▶ Request:
Extract the lines of the listing below and reproduce them verbatim, omitting the pictures.

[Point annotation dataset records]
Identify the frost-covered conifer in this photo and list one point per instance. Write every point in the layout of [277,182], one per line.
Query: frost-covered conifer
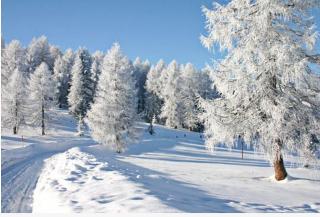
[189,92]
[81,90]
[114,112]
[96,68]
[41,96]
[61,71]
[13,101]
[268,91]
[172,110]
[13,58]
[38,51]
[141,70]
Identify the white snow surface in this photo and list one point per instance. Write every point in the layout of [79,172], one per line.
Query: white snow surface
[168,172]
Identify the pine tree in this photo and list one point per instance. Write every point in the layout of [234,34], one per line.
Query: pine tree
[268,91]
[96,69]
[81,90]
[41,96]
[13,58]
[189,92]
[39,51]
[114,112]
[172,109]
[61,71]
[13,101]
[141,70]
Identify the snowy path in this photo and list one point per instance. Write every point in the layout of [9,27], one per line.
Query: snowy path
[21,164]
[168,172]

▶ Expected answer:
Identify the frost-covered conifer in this photo and list one point per instance. Write every point in the layout of [277,182], one per line.
Query: frost-covered conifer
[189,92]
[81,90]
[114,112]
[96,68]
[41,96]
[61,71]
[13,101]
[268,91]
[172,110]
[13,58]
[38,51]
[141,70]
Identify the white snow surface in this photo and list one point per instance. Write every point in the layout of [79,172], one per line.
Query: white snow surface
[168,172]
Identify the pine tree in this photo and list one point per instance. Write every point in the layout of [234,34], one per line.
Query: pine tree
[268,91]
[96,69]
[81,90]
[41,96]
[13,58]
[189,92]
[39,51]
[114,112]
[172,109]
[61,71]
[13,101]
[141,70]
Identify the snowy path in this photo and list one point per instance. Write every point in the layout of [9,27], one per line.
Query: snowy path
[21,164]
[168,172]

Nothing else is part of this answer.